Jewish burial society in Pittsburgh honors national organizer David Zinner
Adar 7New Community Chevra Kadisha

Jewish burial society in Pittsburgh honors national organizer David Zinner

New Community Chevra Kadisha to thank national leader during annual Adar 7 dinner

New Community Chevra Kadisha members gather at the Beth Shalom Cemetery in Shaler Township in October 2021. Photo by Adam Reinherz
New Community Chevra Kadisha members gather at the Beth Shalom Cemetery in Shaler Township in October 2021. Photo by Adam Reinherz

For nearly 20 years, David Zinner — founder and past executive director of Kavod v’Nichum — has helped Pittsburghers perform Jewish burial and bereavement rituals.

On March 6 he will be honored by the New Community Chevra Kadisha.

“Without him, there would be no New Community Chevra Kadisha,” said Pat Cluss, a co-founder of NCCK.

When Cluss, Malke Frank and a handful of other community members reached out to Zinner and his national organization in 2004 about starting a Jewish burial society that would complement Pittsburgh’s established Orthodox group, Zinner provided hours of education, insight and encouragement. As the nascent NCCK cohort blossomed from five members to 62, Zinner continued returning to Pittsburgh from his Columbia, Maryland, home to offer instruction, training and guidance.

After Oct. 27, 2018, when 11 Jews were murdered inside the Tree of Life building — including NCCK member Dr. Jerry Rabinowitz — Zinner was again in Pittsburgh, supporting the group in its duties as a Jewish burial society.

“David gave our chevra kadisha roots, which led to our growing the wings that were necessary for our chevra kadisha to fly,” Frank said. “I really think that without the emotional support David gave us — the psychological support and emotional support and the compassion — the chevra wouldn’t be where it is today.”

[Objective a]
Answer these from the article on David Zinner:
(i) On what date will the New Community Chevra Kadisha honor Zinner?
(ii) How many members did the NCCK cohort grow to?
(iii) Where is Zinner's home?

[Records supplied]
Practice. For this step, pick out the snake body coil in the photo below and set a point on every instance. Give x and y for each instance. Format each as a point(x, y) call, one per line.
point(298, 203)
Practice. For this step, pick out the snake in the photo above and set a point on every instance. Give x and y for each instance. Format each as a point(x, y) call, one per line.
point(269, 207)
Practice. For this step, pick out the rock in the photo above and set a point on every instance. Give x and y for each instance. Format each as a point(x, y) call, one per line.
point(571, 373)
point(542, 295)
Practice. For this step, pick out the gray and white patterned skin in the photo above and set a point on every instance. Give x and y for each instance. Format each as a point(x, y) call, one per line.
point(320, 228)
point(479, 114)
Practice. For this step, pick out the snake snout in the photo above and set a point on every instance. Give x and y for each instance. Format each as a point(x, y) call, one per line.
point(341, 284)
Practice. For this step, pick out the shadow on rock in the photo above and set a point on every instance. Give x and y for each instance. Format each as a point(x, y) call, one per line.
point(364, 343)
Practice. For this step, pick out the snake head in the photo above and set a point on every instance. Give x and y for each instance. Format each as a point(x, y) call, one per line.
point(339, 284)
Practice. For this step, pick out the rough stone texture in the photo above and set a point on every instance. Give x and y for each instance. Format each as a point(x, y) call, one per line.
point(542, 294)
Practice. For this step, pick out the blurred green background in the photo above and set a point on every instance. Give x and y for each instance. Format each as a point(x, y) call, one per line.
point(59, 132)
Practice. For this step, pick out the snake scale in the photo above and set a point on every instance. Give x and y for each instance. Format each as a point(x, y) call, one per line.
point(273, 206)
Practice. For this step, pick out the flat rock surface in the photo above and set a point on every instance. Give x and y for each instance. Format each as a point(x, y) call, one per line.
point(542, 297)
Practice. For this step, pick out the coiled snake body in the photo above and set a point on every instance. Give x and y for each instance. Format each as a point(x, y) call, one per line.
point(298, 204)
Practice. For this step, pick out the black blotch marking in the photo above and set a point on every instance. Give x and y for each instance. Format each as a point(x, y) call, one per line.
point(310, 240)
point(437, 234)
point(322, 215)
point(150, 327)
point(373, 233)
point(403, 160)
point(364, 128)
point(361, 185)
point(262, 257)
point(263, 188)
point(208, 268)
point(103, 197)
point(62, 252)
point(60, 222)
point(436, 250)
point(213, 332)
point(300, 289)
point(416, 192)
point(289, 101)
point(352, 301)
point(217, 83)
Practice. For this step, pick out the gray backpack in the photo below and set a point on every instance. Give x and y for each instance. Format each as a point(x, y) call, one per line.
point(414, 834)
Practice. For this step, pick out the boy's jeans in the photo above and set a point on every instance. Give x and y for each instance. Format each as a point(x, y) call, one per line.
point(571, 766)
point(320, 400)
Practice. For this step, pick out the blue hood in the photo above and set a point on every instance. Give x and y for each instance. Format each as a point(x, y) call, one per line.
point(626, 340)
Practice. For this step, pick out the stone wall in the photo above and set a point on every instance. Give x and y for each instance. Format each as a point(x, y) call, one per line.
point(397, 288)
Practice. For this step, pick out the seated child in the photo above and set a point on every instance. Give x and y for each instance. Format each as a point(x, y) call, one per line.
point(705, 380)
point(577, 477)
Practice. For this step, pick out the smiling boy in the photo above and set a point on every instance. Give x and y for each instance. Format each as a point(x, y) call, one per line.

[Objective b] Rewrite the part of the records that opens with the line containing "Practice. For this step, pick out the snake scale" and closes with the line containing "point(320, 400)", replacing "set a point" with "place a marker" and leaving everything else unchanged. Return only those lines.

[Exercise result a]
(i) March 6
(ii) 62
(iii) Columbia, Maryland

[Exercise result b]
Practice. For this step, pick out the snake scale in the photo above and place a marker on every instance. Give x and y for each instance. Format each as a point(x, y) call, one per line.
point(273, 206)
Practice. For this step, pick out the flat rock surface in the photo above and place a marker on every instance. Give x and y for each instance. Format each as a point(x, y) call, one per line.
point(542, 297)
Practice. For this step, pick out the coiled snake body in the photo above and place a marker on every instance. Give x and y for each instance. Format each as a point(x, y) call, one per line.
point(298, 204)
Practice. For this step, pick out the black blotch marking in the photo above and place a marker on every instance. Give x and y for each instance. Format each as a point(x, y) call, one per line.
point(310, 240)
point(437, 234)
point(322, 215)
point(150, 327)
point(373, 233)
point(403, 160)
point(364, 128)
point(361, 185)
point(262, 257)
point(263, 188)
point(208, 268)
point(103, 197)
point(62, 252)
point(60, 222)
point(436, 250)
point(213, 332)
point(300, 289)
point(416, 192)
point(289, 101)
point(352, 301)
point(217, 83)
Practice. For this step, pick out the gray backpack in the photo below and place a marker on every instance. Give x and y for each instance. Format each as a point(x, y) call, one per line.
point(414, 834)
Practice. For this step, pick out the boy's jeans in the photo above and place a marker on every instance. Give x and y for each instance. Format each as a point(x, y) call, one per line.
point(571, 766)
point(320, 400)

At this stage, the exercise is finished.